**Reading text:**
# How do AV receivers affect picture?



## Tyrone Burton

I know what the receiver would do with audio but what does it do to the picture. They seem to do video up conversion am I right? Does that just mean it has a DVD player inside and it's up converting it, or is it actually up converting all video I watch?


----------



## yustr

Tyrone, welcome to TSF. We're glad you found us. :thumb:

Many modern receivers have special processing circuits that enhance video performance. So when one says it "up-converts" video to (near) HD it actually manipulates the signal. For example, it may turn a 720p analog signal into a 1080p digital. (The number refers to the number of horizontal lines - the "p" refer to whether those lines are refreshed progressively or every other one = "interlaced".)


----------



## Tyrone Burton

Thanks. So it's different to upscaling? Do you mean that if I connect the av receivers output to the tvs input using hdmi, and connected let's say component cables which are analogue to the AVR, the receiver would upconvert it to digital?


----------



## yustr

No, probably the same thing but you'll have to show us the specifics to be sure.

If your receiver has that capability - then yes, that's exactly what it will do.


----------



## Tyrone Burton

Cool. Don't hdtvs already have up converters in them. I have an old ps2 which is connected via component to the tvs component input. Doesnt the tv already upconvert it from analogue to digital, or does connecting a tv with component without AVR use something else. ( sorry if I'm sounding complicated)


----------



## yustr

Generally, a TV will take whatever signal it receives and send that to the screen without changing it. It will not add information along the way. (Whether it does this in the digial domain or analog is immaterial.) A receiver with up-converting capability uses its processors to add information not native to the incoming signal. Some TV's may have this capability too.


----------



## Tyrone Burton

Thanks yustr, you've been very helpful.


----------



## JimE

yustr said:


> Generally, a TV will take whatever signal it receives and send that to the screen without changing it. It will not add information along the way.


Partly true, however, ALL TV's (LCD / Plasma) take an input signal and convert it to the screens native resolution. The only video input that would not be altered, is a signal at the screens native resolution.

Simply because the AVR can convert an analog signal into a digital signal, does NOT mean the image will be better. Conversion quality varies greatly by the chipset used in the hardware.

So yes, the TV and newer AVR's both have the capability of upconverting or downconverting the video signal. You will need to experiment with the configuration options to see which unit handles the conversion better.

Dataset rows

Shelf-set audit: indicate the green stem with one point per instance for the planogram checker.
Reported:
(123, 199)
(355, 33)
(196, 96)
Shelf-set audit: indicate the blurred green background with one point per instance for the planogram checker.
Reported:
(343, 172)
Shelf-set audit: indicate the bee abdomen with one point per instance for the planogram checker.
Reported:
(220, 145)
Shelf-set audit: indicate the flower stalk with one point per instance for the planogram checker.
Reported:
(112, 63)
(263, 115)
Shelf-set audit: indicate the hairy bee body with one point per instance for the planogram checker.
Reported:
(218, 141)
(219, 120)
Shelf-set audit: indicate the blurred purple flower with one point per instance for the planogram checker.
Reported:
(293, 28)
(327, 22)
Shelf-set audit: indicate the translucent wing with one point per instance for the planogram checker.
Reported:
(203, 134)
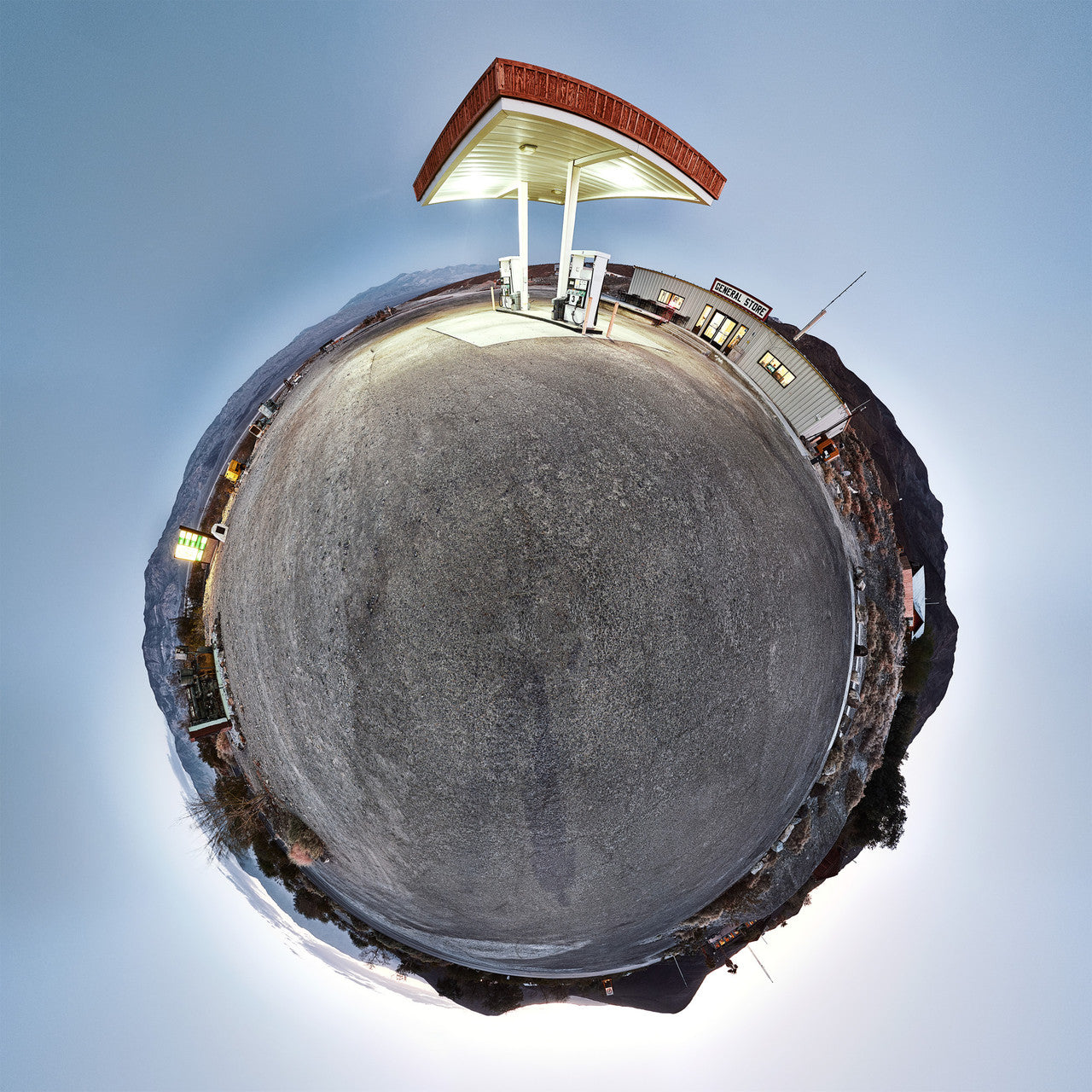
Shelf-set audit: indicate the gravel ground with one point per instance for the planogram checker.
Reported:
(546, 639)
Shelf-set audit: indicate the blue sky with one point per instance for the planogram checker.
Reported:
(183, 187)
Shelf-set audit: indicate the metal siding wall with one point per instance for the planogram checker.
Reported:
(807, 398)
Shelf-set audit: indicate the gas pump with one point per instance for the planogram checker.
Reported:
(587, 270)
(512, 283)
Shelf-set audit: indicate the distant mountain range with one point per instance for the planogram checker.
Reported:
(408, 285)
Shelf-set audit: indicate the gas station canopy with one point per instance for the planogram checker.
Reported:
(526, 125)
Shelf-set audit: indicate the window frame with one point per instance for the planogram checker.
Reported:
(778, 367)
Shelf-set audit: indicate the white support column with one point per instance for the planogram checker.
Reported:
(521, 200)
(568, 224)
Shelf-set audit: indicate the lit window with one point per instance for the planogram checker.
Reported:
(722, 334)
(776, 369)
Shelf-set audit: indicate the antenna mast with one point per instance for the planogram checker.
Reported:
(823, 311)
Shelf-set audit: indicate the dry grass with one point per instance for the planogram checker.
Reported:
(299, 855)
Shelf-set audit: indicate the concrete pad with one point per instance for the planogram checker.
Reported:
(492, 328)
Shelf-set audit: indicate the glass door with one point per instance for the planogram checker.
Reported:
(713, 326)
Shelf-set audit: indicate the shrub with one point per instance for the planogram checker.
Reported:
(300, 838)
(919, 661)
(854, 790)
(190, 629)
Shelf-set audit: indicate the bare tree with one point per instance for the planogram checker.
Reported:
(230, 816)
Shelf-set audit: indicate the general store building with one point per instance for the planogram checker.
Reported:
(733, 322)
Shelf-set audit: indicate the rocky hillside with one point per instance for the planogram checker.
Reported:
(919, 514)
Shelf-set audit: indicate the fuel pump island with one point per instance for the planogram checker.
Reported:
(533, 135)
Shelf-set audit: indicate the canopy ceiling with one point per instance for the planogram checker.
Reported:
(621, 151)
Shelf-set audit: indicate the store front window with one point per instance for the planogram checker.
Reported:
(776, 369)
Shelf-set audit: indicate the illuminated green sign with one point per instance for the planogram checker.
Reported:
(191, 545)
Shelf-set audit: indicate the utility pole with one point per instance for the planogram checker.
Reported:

...

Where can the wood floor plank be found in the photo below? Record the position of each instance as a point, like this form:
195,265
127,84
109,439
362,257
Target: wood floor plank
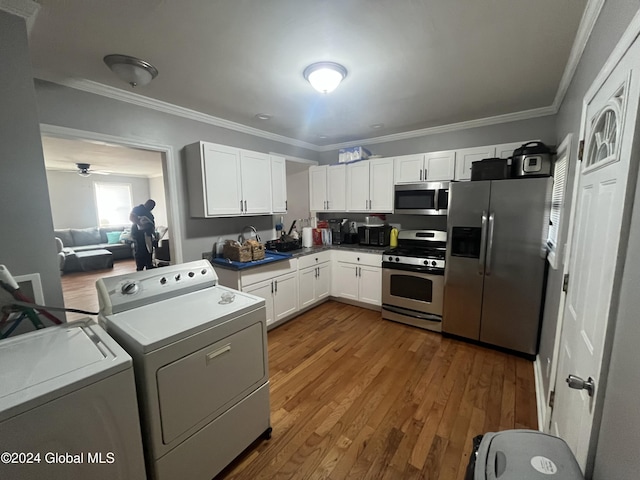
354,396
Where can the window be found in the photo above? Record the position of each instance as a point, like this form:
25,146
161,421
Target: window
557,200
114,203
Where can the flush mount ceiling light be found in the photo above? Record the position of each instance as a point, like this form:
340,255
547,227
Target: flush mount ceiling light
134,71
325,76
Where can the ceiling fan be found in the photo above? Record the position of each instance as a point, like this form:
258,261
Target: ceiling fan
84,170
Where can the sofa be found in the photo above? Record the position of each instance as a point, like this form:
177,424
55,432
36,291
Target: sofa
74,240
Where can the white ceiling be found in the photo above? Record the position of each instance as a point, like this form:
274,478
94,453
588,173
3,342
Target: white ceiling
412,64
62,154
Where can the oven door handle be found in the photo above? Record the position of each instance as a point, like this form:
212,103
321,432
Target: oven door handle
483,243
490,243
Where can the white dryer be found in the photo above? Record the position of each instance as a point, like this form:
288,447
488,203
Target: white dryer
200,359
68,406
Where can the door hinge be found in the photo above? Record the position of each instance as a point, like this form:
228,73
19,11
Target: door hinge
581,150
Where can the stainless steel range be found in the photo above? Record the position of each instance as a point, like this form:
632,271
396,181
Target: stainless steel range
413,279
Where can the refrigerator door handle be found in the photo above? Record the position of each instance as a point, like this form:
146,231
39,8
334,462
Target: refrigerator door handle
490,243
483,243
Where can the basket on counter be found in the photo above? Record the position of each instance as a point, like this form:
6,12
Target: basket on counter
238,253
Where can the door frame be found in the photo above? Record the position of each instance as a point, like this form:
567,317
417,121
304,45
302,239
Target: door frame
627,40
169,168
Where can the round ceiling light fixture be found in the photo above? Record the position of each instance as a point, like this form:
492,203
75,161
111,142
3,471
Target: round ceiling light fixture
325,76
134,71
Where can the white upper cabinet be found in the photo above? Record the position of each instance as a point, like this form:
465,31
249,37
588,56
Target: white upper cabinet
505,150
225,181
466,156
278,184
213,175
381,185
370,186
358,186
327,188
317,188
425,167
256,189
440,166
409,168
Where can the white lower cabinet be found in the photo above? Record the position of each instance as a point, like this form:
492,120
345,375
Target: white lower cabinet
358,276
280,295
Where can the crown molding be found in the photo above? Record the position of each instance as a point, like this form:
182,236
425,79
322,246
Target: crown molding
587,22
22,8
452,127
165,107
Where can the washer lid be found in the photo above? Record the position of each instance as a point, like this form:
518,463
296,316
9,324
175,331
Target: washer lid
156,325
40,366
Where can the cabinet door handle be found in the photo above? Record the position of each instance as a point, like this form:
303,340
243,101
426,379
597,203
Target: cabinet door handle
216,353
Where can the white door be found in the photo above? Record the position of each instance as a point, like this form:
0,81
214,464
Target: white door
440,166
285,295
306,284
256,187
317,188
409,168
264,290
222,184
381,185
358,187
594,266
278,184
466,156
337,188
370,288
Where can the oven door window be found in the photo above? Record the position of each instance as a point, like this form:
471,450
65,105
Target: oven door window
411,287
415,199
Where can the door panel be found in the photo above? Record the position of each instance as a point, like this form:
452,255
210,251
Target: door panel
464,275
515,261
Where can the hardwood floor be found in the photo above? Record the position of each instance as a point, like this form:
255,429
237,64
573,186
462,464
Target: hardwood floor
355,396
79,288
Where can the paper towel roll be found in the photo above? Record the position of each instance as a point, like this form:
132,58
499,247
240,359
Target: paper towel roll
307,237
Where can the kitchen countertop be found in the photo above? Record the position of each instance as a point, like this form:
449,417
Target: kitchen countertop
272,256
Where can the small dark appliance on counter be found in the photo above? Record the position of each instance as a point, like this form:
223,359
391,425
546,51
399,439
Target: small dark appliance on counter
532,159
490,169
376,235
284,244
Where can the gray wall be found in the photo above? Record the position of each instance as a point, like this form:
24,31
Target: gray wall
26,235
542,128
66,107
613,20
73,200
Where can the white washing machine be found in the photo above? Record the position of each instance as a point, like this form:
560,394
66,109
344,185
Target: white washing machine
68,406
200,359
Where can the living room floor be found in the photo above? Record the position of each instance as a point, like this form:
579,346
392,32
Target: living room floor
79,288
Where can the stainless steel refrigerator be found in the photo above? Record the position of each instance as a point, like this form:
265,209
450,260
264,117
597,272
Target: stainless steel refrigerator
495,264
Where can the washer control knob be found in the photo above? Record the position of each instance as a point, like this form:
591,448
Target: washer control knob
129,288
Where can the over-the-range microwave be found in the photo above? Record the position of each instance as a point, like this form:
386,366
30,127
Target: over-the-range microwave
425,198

**Written request 1:** Reproduce the passage of the thread on AV receivers and picture quality, starting with "No, probably the" and going on through "I'm sounding complicated)".
**Written request 2:** Extend the thread on AV receivers and picture quality, picking up after its final post.

**Output 1:**
No, probably the same thing but you'll have to show us the specifics to be sure.

If your receiver has that capability - then yes, that's exactly what it will do.


----------



## Tyrone Burton

Cool. Don't hdtvs already have up converters in them. I have an old ps2 which is connected via component to the tvs component input. Doesnt the tv already upconvert it from analogue to digital, or does connecting a tv with component without AVR use something else. ( sorry if I'm sounding complicated)

**Output 2:**
----------



## Tyrone Burton

Well I think that's answered it then, upconverting to digital doesn't make an image better. But I thought digital signal were better somehow than analogue? Could someone shed some light?


----------



## Tyrone Burton

Hdmi is supposed to be digital, isn't that better quality than analogue?


----------



## JimE

Upconverting/downconverting is basically just a way of altering the image resolution. It does not increase the image quality. You can't take a low quality signal, upconvert (which is simply increasing the resolution), and expect the quality to get better. The image quality won't be any better than the input signal.

Digital signals have the ability to be better, but that is a by product of the hardware used.

Component (red/blue/green RCA) (analog) inputs support "HD". They can handle the bandwidth of 720P and some 1080P.

Digital (DVI/HDMI) inputs also support "HD". HDMI v1.4 cables needed to handle high bandwidth 1080P.

The benefits of digital over analog depend on all of the equipment used and the source material.

For example: DVD player to LCD TV

with component cables (analog) = DVD player (DVDs are a digital media) converts to analog > component cables > TV (digital display) converts signal from analog back to digital for display

with HDMI cable (digital) = DVD player > hdmi cable > TV << no conversion needed...digital from source material to TV.


Conversion can only decrease quality. Best case scenario, quality remains the same. So each time a conversion takes place, you have the chance of losing quality.


----------



## Tyrone Burton

Well I'll be hopefully getting an av receiver and I have an original xbox and ps2 which use component. I'll be putting these cables in the av receiver and the signal will pass through hdmi if you know what I mean. It will then be up converting it to digital, will it decrease quality as you said or what I'm guessing is it varies on the receiver or tv.


----------



## JimE

It will convert the signal from analog to digital.

Up/down converting is the process of changing the resolution and will only be done or needed, if the source resolution is different from the native resolution of the TV. If it is needed, you will need to experiment and see if the AVR or TV are better at performing the conversion. It's possible they will both perform equally well and it won't matter. Just something to keep in mind.


----------



## Tyrone Burton

I think I'm wrong but does that mean that a 576i resolution from analogue would be unconverted to the tvs 1080p native res?


----------



## JimE

Yes. 

576i = 720×576 resolution

That resolution will be (up) converted to 1920x1080 (ie: 1080P).

And again, that is NOT increasing the quality. It is just altering the resolution so that it can displayed on the TV. If it wasn't converted, it would be displayed on the TV with a huge black border on all 4 sides.


----------



## Tyrone Burton

And that's not upscaling?


----------



## JimE

Yes, it is upscaling. Increasing the resolution.


----------



## Tyrone Burton

Wow thanks dogg, you've been extremely helpful on this thread and the other too. Thanks


----------



## JimE

No problem.


----------



## Tyrone Burton

Id just like to ask something. If I put headphones in the headphone port on the av receiver, would that improve the sound quality of the headphones? It's just I won't be getting a surround just yet.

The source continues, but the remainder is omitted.